YOUR OBJECTIVE> For the listing below, print exactly the lines from the line with "heyyy can you locate every stone" to the line with "heyyy can you locate every wall mural", both included, and nothing beyond them.

(Beginning of ENTRIES SUPPLIED)

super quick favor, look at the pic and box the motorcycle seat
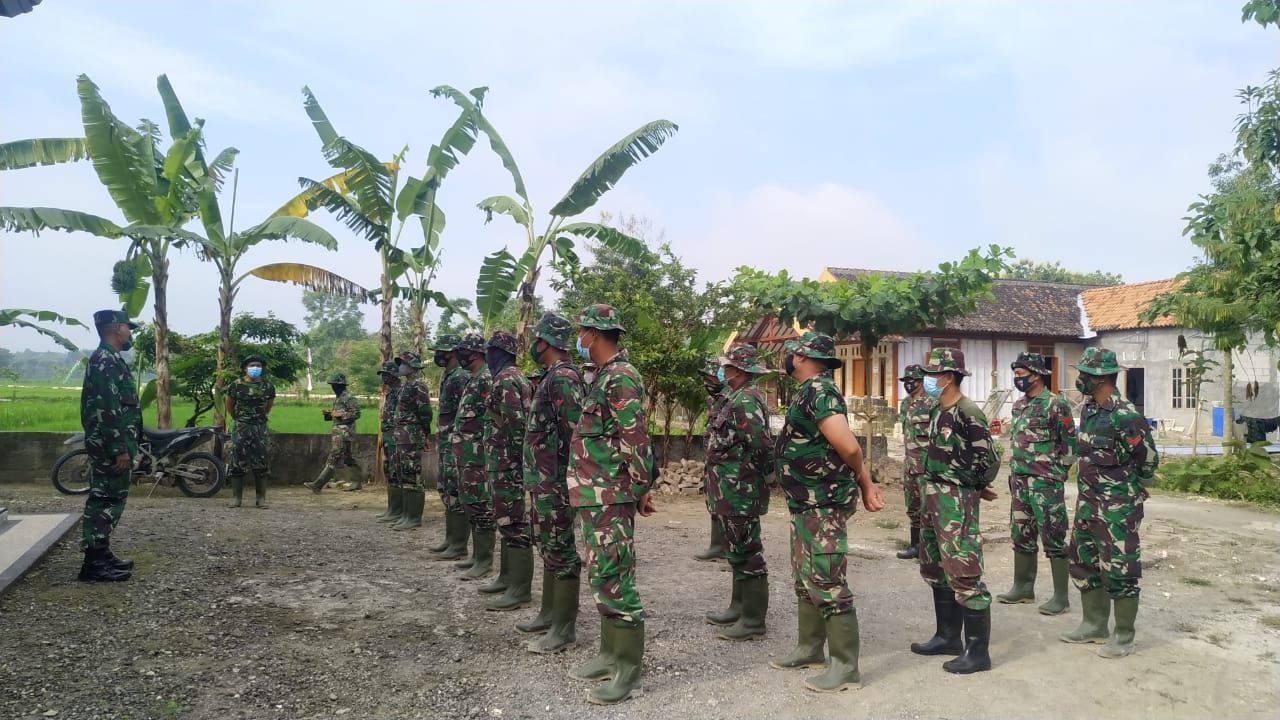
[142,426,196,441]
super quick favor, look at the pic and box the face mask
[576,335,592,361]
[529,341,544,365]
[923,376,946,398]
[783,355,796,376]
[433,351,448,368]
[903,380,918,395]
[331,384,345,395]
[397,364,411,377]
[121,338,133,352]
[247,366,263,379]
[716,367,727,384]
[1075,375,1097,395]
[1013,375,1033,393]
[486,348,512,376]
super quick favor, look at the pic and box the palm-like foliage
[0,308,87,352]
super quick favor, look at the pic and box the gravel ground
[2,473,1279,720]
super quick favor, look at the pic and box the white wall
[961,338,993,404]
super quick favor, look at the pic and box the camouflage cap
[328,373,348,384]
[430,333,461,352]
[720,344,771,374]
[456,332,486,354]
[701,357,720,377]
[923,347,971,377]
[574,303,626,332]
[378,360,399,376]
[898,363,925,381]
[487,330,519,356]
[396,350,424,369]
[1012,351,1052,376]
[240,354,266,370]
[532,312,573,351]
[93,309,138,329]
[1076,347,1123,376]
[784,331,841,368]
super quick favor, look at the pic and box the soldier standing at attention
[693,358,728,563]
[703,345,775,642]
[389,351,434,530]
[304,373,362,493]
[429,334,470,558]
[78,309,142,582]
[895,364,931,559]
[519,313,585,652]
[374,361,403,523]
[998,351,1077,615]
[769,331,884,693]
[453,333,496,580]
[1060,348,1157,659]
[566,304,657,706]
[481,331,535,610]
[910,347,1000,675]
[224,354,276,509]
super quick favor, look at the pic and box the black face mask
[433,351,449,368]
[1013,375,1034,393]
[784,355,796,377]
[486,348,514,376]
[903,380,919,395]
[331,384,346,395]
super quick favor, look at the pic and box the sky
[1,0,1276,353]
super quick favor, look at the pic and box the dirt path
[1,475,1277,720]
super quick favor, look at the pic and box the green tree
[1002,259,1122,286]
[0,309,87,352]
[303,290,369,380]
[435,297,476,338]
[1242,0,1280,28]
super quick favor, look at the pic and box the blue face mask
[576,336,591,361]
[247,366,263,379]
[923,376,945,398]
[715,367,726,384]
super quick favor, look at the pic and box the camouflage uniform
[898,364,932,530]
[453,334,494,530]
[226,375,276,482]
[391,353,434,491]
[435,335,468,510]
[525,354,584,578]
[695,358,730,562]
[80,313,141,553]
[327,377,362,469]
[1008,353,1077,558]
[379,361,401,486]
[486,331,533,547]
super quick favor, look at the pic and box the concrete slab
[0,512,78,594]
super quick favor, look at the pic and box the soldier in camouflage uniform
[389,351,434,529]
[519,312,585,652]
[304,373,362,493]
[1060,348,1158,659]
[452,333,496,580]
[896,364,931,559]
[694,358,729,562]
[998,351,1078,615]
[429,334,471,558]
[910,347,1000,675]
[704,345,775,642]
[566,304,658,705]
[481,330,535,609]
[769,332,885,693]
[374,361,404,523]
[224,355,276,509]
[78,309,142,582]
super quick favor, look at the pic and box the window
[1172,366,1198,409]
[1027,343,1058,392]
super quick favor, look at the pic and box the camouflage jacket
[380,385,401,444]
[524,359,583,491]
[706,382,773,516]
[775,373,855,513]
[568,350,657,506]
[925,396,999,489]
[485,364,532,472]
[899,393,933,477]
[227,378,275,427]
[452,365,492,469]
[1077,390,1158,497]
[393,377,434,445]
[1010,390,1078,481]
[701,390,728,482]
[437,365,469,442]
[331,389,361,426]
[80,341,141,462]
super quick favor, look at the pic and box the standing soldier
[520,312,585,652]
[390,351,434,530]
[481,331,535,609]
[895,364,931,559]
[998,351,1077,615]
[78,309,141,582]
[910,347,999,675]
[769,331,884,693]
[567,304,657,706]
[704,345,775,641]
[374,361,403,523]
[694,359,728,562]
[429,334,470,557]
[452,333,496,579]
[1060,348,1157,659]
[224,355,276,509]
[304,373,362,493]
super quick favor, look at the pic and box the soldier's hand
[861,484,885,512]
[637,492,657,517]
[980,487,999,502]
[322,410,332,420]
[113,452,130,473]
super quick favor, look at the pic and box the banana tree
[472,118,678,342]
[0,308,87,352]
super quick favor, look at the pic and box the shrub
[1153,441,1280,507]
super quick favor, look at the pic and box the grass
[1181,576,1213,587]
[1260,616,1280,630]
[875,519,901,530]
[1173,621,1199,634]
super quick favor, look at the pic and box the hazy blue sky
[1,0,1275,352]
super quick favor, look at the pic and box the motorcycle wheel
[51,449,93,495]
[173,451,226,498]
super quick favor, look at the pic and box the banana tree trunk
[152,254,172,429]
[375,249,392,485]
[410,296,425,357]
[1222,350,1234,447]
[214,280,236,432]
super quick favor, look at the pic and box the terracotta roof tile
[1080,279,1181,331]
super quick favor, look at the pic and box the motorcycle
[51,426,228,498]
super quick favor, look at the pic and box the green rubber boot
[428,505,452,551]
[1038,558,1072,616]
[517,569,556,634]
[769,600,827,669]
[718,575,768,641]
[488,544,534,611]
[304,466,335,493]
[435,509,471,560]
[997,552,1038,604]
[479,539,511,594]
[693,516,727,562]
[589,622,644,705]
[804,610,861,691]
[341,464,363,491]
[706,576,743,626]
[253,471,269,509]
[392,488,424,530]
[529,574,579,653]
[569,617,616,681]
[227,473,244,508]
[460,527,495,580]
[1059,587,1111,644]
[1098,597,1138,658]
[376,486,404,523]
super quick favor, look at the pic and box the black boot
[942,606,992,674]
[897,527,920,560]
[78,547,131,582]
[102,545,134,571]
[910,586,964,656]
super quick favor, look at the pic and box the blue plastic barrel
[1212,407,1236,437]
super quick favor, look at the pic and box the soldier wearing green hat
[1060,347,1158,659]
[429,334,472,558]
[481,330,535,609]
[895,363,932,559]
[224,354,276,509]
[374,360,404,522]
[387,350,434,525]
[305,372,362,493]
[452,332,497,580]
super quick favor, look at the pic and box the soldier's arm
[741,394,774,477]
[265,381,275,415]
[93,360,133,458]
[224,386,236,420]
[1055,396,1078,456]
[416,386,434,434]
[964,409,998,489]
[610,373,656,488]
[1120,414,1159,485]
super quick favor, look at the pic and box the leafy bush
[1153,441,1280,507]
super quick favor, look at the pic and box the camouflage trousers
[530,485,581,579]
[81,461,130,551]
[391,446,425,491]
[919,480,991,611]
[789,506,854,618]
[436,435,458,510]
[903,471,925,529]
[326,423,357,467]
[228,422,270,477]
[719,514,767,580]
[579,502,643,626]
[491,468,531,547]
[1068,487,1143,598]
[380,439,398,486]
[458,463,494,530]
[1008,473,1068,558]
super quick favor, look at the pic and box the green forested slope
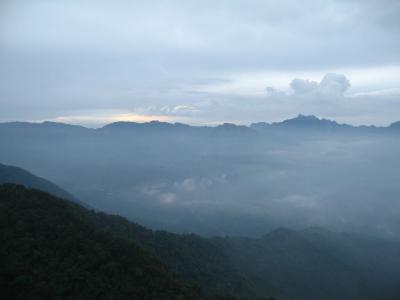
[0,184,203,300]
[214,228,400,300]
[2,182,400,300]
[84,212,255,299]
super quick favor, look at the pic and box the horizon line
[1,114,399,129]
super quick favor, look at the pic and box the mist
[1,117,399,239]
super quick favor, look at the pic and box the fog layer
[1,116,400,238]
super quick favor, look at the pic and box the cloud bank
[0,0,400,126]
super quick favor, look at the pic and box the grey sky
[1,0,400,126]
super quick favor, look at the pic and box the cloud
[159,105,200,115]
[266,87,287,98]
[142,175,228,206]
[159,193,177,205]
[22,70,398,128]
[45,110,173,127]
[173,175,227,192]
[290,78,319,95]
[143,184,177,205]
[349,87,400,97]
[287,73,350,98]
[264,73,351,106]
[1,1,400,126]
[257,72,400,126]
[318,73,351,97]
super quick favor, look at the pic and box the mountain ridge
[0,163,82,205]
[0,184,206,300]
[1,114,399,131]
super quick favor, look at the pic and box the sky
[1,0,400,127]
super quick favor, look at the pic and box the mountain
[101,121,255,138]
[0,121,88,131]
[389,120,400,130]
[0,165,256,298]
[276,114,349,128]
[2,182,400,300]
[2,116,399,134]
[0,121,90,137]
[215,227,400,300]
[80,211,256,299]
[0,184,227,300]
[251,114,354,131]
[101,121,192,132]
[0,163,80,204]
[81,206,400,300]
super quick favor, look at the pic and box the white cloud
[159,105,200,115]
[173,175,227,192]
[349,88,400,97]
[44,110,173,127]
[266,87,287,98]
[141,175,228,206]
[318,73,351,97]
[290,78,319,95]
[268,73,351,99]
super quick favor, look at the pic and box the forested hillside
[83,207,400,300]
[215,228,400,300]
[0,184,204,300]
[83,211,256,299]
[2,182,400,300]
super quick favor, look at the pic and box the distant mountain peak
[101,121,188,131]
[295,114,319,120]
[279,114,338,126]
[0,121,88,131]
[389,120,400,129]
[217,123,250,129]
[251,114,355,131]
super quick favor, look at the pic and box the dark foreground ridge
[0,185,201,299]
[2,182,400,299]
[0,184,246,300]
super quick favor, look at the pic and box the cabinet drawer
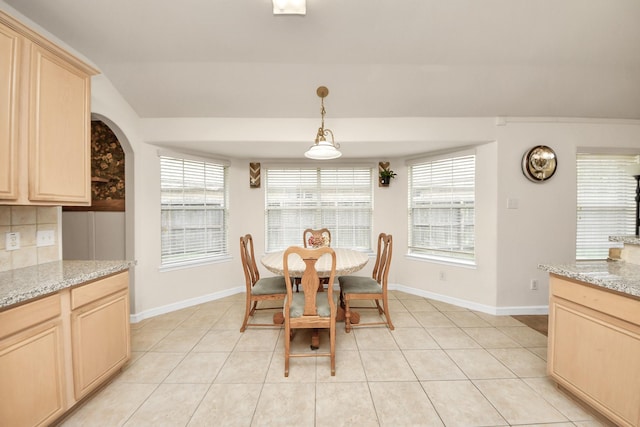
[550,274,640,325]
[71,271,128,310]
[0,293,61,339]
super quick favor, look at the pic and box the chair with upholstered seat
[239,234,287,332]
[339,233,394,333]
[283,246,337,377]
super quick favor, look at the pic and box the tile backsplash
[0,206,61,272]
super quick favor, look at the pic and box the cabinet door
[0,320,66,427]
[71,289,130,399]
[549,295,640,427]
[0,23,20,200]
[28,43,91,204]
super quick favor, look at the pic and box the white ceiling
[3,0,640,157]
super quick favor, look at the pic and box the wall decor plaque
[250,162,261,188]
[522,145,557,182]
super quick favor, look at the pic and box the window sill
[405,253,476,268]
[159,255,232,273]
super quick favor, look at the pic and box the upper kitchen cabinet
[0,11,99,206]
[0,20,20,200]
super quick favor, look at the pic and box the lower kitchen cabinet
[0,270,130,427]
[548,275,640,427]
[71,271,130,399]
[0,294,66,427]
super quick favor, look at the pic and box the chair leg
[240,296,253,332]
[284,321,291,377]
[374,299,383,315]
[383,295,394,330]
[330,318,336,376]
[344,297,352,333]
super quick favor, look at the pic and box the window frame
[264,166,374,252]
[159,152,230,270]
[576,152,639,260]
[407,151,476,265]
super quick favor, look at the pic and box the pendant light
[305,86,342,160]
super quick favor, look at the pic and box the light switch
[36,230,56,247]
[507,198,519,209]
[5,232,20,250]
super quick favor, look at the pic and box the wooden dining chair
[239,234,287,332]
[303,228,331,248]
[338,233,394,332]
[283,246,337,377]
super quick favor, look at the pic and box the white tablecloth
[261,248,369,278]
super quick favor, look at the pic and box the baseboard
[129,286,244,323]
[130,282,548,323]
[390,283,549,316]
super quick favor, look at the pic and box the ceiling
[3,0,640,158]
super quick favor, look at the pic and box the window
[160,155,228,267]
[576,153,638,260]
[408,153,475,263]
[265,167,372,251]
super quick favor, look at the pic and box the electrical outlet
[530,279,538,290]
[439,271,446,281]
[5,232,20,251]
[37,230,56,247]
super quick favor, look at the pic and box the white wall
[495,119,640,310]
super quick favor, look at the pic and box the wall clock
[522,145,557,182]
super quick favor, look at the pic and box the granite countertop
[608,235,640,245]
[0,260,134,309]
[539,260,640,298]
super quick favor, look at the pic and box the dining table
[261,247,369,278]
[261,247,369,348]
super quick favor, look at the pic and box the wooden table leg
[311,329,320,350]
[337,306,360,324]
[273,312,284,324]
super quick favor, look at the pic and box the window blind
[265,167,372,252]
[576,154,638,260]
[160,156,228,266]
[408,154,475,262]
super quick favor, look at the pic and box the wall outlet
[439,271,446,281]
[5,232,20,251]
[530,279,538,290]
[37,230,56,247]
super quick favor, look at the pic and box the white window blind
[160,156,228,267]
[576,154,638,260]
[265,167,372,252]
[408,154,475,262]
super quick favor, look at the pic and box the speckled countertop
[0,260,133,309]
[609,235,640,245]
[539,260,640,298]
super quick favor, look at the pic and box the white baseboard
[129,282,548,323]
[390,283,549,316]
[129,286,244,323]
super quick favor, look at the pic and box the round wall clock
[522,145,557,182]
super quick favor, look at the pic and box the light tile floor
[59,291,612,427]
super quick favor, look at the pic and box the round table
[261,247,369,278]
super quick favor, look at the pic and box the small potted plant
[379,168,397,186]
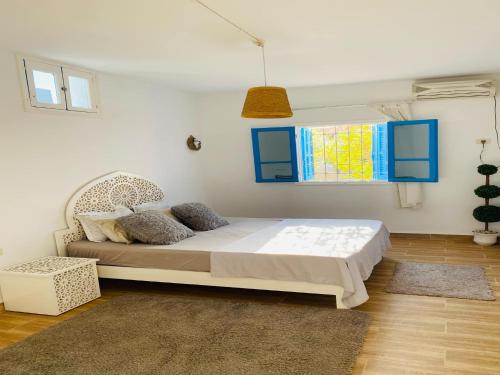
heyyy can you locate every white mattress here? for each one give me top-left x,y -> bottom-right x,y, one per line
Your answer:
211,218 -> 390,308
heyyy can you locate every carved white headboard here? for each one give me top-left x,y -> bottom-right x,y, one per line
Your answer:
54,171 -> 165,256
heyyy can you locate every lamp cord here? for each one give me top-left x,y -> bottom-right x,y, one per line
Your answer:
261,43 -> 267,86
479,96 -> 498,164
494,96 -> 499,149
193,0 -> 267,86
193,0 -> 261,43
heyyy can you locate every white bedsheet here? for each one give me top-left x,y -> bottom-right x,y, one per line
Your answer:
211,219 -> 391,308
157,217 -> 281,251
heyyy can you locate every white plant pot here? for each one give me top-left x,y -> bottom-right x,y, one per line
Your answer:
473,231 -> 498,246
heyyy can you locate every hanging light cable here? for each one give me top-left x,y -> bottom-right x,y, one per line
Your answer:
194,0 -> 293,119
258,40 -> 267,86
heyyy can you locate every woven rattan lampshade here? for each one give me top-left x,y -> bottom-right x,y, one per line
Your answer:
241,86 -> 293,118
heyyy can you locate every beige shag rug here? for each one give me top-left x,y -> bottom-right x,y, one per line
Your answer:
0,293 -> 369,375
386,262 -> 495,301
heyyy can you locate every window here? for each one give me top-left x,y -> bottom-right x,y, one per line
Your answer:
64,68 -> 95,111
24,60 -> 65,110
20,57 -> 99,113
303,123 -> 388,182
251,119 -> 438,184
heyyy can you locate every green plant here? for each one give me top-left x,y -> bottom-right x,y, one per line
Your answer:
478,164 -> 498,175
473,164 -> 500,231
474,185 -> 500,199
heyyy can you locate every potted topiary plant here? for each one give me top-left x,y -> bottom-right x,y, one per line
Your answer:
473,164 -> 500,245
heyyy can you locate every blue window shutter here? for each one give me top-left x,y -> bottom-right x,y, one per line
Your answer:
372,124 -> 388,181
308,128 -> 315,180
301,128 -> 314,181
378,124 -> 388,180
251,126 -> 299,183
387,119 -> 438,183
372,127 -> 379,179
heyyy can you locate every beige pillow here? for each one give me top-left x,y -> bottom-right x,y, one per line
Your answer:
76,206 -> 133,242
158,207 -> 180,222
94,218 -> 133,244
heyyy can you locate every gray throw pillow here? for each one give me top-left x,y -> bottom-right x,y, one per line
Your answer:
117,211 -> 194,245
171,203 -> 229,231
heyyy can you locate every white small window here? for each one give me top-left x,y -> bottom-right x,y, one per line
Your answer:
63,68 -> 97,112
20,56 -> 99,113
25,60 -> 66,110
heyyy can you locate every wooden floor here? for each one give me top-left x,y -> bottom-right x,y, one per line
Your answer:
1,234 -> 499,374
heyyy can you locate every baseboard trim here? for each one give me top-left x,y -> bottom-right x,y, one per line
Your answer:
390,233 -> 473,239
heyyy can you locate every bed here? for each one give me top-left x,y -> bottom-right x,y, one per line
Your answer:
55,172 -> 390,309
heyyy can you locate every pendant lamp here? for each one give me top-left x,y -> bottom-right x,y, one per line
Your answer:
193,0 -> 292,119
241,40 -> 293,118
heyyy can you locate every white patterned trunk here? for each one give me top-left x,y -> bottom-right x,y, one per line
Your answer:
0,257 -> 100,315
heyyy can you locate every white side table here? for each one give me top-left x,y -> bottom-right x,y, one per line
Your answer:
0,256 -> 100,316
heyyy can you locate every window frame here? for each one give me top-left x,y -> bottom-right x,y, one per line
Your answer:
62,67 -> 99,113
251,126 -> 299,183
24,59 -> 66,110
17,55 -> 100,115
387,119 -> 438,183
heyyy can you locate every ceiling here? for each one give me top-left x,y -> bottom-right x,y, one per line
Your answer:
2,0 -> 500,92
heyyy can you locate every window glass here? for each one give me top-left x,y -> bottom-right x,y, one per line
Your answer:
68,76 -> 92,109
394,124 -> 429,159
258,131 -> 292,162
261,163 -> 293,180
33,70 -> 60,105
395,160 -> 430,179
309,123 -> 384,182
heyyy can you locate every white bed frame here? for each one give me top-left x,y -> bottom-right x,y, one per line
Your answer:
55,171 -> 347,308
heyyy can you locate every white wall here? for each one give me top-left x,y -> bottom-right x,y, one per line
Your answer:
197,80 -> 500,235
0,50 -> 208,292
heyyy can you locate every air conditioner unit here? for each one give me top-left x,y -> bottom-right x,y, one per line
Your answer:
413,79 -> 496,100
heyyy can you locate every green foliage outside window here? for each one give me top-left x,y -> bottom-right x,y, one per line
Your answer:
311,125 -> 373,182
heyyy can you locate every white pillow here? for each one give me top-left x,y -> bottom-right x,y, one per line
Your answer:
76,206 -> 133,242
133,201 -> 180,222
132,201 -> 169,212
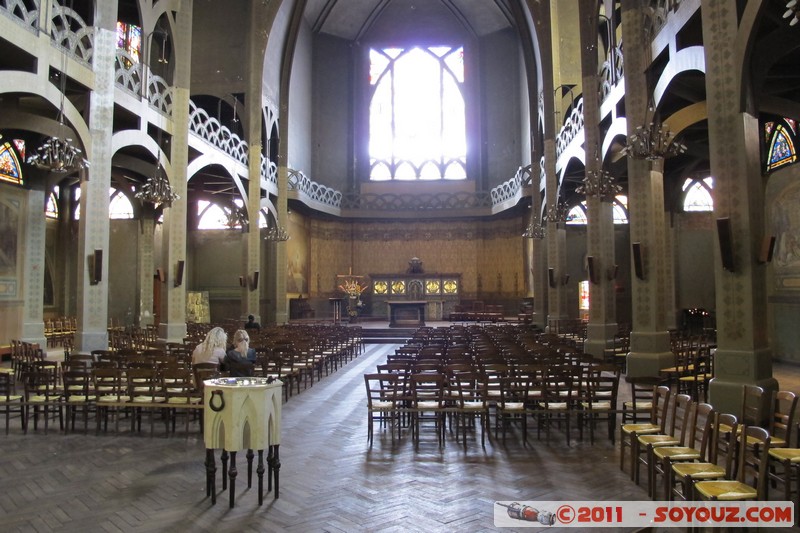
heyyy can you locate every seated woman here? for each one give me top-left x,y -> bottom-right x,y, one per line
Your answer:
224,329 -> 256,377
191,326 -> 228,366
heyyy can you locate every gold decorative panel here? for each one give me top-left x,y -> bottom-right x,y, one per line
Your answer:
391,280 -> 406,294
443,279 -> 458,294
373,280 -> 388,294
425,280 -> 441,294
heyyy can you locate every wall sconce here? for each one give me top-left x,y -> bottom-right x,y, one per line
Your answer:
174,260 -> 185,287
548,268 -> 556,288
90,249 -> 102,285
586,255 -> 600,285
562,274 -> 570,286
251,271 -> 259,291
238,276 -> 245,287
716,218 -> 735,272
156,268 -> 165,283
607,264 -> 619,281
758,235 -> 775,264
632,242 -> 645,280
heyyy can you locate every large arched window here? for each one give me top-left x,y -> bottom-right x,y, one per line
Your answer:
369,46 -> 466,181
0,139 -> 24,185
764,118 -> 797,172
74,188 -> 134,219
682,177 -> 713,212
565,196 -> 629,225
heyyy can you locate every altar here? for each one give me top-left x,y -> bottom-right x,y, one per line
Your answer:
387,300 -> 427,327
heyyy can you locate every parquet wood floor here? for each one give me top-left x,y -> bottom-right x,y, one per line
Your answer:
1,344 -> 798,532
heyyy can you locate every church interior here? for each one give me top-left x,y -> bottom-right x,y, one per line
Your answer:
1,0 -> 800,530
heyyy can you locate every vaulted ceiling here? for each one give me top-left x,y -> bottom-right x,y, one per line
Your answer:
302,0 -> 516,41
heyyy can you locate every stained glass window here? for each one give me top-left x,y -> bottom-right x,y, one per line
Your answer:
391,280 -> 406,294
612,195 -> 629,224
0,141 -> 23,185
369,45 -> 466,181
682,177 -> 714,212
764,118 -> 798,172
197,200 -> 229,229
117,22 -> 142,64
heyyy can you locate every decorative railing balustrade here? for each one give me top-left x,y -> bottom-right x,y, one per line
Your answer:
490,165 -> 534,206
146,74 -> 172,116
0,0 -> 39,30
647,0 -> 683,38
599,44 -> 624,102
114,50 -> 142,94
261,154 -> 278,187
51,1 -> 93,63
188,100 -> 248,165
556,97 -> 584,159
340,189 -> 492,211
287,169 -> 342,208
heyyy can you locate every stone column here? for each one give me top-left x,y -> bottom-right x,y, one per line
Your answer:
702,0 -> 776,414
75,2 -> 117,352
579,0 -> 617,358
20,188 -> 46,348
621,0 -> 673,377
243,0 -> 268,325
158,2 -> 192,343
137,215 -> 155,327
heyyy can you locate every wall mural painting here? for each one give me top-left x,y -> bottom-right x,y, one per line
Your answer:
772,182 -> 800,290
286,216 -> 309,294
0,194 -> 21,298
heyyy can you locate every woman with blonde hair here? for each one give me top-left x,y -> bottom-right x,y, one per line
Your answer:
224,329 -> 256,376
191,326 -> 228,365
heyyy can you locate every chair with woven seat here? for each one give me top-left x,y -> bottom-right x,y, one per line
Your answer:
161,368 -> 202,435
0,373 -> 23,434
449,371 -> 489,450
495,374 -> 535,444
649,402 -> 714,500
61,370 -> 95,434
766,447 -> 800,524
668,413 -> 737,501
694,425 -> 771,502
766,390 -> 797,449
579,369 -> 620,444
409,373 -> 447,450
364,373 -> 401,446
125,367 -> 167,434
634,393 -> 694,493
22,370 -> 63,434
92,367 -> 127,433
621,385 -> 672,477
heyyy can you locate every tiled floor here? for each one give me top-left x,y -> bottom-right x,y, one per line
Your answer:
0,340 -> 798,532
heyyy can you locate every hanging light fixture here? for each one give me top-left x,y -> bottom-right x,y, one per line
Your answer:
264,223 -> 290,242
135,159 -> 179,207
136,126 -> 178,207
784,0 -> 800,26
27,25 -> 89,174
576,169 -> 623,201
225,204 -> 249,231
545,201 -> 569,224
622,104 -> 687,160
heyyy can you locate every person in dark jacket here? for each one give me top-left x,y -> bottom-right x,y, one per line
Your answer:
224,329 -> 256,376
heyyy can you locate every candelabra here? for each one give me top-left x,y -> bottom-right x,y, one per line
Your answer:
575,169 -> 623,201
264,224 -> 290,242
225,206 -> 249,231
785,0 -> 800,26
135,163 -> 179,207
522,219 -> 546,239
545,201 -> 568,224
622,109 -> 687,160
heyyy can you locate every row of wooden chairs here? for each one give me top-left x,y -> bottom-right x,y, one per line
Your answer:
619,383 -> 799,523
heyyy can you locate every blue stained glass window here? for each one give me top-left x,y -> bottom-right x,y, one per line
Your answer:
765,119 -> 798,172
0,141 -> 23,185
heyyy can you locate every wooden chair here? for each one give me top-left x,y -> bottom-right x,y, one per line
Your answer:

(End of ENTRIES SUPPLIED)

EXERCISE ANSWER>
heyyy can you locate every stone column here? for each one give me top-left x,y -> bottom-right x,y, one per line
Your answer:
702,0 -> 776,414
75,2 -> 117,352
579,0 -> 617,358
20,188 -> 46,348
621,0 -> 673,377
243,0 -> 268,325
158,2 -> 192,343
137,215 -> 155,327
heyyy can you locate every wall mural painting here? for each one give me top-left x,y -> bottom-right x,y, one per line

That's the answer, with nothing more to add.